What you should do
Pull out each line of the records below that contains the string "bridge". Upper and lower case must match.

Extracted information
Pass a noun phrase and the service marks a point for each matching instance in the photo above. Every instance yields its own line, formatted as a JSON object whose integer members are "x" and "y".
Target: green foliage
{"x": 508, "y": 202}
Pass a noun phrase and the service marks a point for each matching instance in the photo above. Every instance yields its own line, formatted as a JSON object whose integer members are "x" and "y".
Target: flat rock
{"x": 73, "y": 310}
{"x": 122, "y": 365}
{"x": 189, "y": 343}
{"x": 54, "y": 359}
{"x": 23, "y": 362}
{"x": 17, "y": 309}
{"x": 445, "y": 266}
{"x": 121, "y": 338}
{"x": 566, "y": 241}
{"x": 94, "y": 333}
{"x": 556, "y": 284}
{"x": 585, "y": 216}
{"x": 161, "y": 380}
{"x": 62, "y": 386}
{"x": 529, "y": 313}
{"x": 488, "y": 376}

==

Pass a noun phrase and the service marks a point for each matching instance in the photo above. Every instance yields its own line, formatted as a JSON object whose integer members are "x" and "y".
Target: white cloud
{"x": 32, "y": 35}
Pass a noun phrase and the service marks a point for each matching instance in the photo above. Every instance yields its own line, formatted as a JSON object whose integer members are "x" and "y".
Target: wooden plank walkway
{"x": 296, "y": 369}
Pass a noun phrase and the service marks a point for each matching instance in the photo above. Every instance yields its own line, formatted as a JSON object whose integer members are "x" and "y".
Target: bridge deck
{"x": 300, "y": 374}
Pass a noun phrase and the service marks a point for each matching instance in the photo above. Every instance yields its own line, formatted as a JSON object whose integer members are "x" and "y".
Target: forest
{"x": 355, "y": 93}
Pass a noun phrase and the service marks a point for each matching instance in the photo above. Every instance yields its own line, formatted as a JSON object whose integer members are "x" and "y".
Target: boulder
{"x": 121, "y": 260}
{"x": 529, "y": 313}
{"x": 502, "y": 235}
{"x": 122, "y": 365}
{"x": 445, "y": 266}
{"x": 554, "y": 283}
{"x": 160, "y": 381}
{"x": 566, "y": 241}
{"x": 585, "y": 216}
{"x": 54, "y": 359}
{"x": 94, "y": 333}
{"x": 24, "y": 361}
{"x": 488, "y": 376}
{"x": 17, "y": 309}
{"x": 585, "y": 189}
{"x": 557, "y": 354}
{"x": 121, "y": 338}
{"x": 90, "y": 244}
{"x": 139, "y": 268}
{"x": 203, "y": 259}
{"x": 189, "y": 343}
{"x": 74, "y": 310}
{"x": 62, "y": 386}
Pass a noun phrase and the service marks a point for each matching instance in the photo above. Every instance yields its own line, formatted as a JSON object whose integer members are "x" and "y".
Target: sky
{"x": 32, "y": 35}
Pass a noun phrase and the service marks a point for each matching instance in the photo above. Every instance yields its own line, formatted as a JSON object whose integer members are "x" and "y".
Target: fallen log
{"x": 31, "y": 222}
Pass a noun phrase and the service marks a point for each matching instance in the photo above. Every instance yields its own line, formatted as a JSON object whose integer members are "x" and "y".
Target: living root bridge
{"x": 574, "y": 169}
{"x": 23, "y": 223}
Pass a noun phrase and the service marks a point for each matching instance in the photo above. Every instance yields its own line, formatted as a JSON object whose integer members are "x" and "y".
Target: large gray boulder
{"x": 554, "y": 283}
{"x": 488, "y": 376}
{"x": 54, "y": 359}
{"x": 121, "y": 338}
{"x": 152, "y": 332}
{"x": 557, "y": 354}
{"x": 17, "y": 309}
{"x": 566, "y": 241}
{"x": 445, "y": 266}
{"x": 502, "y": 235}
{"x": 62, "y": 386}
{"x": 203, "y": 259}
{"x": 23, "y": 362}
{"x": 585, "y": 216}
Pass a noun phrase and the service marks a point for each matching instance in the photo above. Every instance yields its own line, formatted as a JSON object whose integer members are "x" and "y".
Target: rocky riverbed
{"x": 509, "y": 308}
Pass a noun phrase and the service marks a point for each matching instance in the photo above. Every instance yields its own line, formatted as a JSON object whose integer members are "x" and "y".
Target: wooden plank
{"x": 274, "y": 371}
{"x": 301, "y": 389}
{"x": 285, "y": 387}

* * *

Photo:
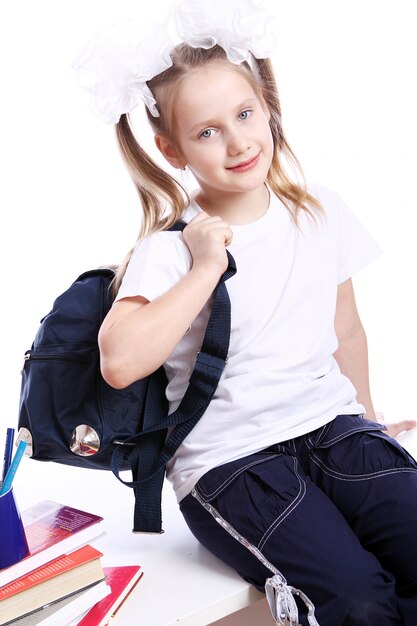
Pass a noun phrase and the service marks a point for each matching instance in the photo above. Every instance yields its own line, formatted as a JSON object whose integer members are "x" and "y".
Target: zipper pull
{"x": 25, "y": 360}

Result for this task
Target: bridge deck
Target: living root bridge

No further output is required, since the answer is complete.